## Start Input
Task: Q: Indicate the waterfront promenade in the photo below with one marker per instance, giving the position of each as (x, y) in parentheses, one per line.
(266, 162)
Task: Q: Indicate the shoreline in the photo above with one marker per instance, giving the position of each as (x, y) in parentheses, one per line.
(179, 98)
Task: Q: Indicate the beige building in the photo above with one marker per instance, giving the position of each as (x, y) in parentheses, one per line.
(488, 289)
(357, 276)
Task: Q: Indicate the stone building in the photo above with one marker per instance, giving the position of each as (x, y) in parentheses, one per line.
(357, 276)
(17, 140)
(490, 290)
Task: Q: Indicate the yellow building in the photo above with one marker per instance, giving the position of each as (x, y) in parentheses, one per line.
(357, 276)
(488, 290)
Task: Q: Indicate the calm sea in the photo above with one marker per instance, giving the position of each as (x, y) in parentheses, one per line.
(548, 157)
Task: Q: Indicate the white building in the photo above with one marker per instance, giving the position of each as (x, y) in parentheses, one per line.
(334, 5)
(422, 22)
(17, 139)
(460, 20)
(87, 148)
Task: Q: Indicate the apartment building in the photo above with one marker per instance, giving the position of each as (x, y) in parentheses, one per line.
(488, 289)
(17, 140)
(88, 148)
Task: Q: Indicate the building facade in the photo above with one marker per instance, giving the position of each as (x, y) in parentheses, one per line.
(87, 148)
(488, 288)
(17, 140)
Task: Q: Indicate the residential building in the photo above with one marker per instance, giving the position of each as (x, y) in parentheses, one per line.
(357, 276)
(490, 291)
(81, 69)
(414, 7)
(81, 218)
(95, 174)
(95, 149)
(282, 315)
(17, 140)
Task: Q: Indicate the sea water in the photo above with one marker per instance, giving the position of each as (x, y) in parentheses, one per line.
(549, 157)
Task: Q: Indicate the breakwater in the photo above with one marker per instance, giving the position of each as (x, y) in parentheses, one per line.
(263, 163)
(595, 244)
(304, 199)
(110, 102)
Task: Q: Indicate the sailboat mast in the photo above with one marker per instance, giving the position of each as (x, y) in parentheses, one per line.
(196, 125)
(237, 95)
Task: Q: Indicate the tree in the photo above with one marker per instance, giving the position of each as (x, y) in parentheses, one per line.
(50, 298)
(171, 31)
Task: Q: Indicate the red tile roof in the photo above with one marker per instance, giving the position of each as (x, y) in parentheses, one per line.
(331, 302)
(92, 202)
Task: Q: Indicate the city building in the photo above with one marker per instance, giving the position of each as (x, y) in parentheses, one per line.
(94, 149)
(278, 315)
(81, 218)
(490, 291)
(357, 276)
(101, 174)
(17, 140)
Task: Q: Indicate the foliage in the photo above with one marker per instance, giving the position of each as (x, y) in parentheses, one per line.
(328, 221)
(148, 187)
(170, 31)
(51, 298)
## End Input
**Requirement:** Repeat the material in full, exactly as it stands.

**Exercise output:**
Task: Q: Indicate the waterfront promenade in the photo below with one marker per instance, giving the position of each as (x, y) in parentheses, one per line.
(266, 162)
Task: Q: Indicate the shoreline in the photo above with one marker per instance, giving the position of each as (x, y) in parentheses, one per line.
(179, 98)
Task: Q: Indicate the beige building in the photo above with one marker per instance, giving the position of each as (x, y) in parentheses, one per line.
(488, 289)
(357, 276)
Task: Q: Indicate the stone building in the photo above with one marker per instance, giving the position of each as (x, y) in parentheses, one per line.
(357, 276)
(17, 140)
(490, 290)
Task: Q: Indicate the yellow building in the photo above with one marker per instance, giving the position of each as (x, y) in parentheses, one per line.
(357, 276)
(488, 290)
Task: Q: Indicate the calm sea in the photo above with one marker per instance, giving the position of each as (x, y) in parentheses, one per line.
(548, 157)
Task: Q: Indicate the white building in the photo above with one marker per instance, giving the position of each as (x, y) in parentheses, one per line.
(334, 5)
(422, 22)
(17, 139)
(460, 20)
(87, 148)
Task: Q: Indicate the apartment building in the photo above with one marker per instance, giving the position of each as (x, y) in parentheses, one per line.
(488, 289)
(17, 140)
(88, 148)
Task: Q: Indicate the building facade in the photo above with one marker per instance, giving the position of each as (x, y) in parentheses, one per line.
(87, 148)
(488, 288)
(17, 140)
Task: Q: Indicate the residential building in the photo above with one marker per instance, giving the position of each as (x, y) in parentheses, one per line.
(357, 276)
(490, 291)
(81, 69)
(414, 7)
(81, 218)
(95, 174)
(95, 149)
(282, 315)
(17, 140)
Task: Q: Indicate the sea water in the photo above with one marker per instance, giving the position of each as (x, y) in parentheses, one per line.
(549, 157)
Task: Q: Indicate the breakwater in the photo above with one marker per instance, giving the position of each as (x, y) in parentheses, one per line.
(263, 163)
(595, 244)
(304, 199)
(110, 102)
Task: Q: Indicate the sailboat mast in the photo above with one marker per instance, giving the position of each as (x, y) in parentheses, one per line.
(196, 125)
(237, 95)
Task: Q: Indicate the tree in the photo above with one marker per instance, giving the position of each as (x, y) in parentheses, one per line.
(50, 298)
(171, 31)
Task: Q: Indicate the red tile roof in the photo above with one marker per instance, giving the position of each as (x, y) in parentheses, one per line.
(331, 302)
(92, 202)
Task: Q: Indicate the city building in the photo above with one marker per instance, giving the position of each as (x, y) in parentheses, one per line.
(94, 149)
(278, 315)
(81, 218)
(490, 291)
(357, 276)
(101, 174)
(17, 140)
Task: Q: Indicate the foliage in the photo above with one marker per instance, giving the position of each as (x, y) in parentheses, one per line.
(328, 221)
(148, 187)
(170, 31)
(51, 298)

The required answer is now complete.